Activities:
A) Using the family update, explain why Scott decided to shave the rest of his head.
B) According to the family update, what does Scott plan to do after he completes his radiation?

**** Given passage ****

Even though this has been hard on him, Scott doesn't complain.  He is doing awesome and has had a great attitude.  He's also been so helpful to me with the two kids.  Even though he is exhausted, he still offers to take the kids for me, etc. when I'd like a break.  He's an amazing husband, and there's no one else I'd rather have by my side.

Scott's hair started falling out last week.  He is only suppose to lose his hair where the radiation goes in and out of his head, but since he's been losing big patches on the left side, he decided it would be best to shave the rest of his head.  I wasn't sure what to expect, but I think he looks pretty amazing as a bald guy :).

Many of you have asked how we are doing with all of this.  Honestly, it's a whirlwind.  We have good days and bad days, but we are doing our best to move forward and live life.  For the most part, we are trying to have courage, faith, and hope, but sometimes it's hard not to feel overwhelmed and sad by the thought that our time together may be cut shorter than we would like.  We know that miracles can happen, but we also know that Heavenly Father has a plan for what is best for us, and we don't know what his will is or what our future will hold.  We have strong faith and trust in Heavenly Father, so we're just going to continue to live a day at a time to the fullest of our ability.  Scott plans to try to go back to work after he completes his radiation.  He will most likely still be experiencing fatigue for a while after his treatments, so he's going to do the best he can.  He is still working on his language, reading, and writing skills and they gradually continue to get better.

**** Given material ****

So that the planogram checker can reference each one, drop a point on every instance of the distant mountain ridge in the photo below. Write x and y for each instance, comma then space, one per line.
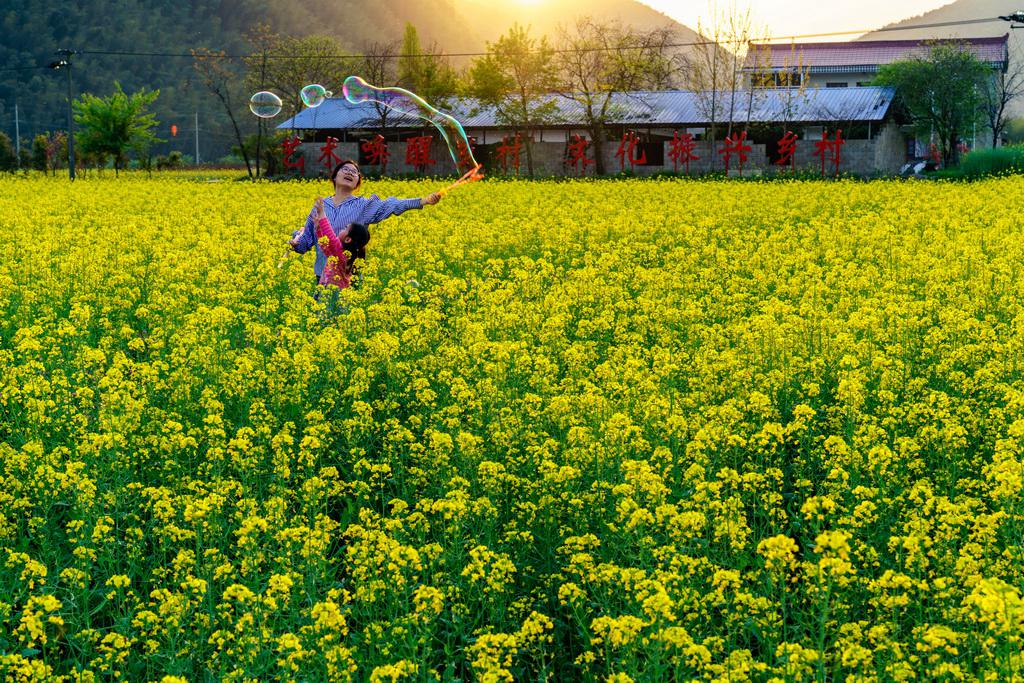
33, 31
955, 11
962, 10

****

Task-by-task solutions:
A) He was only supposed to lose hair where the radiation goes in and out of his head. He was losing big patches on the left side, though, so he decided it would be best to shave the rest of his head.

B) He plans to try to go back to work.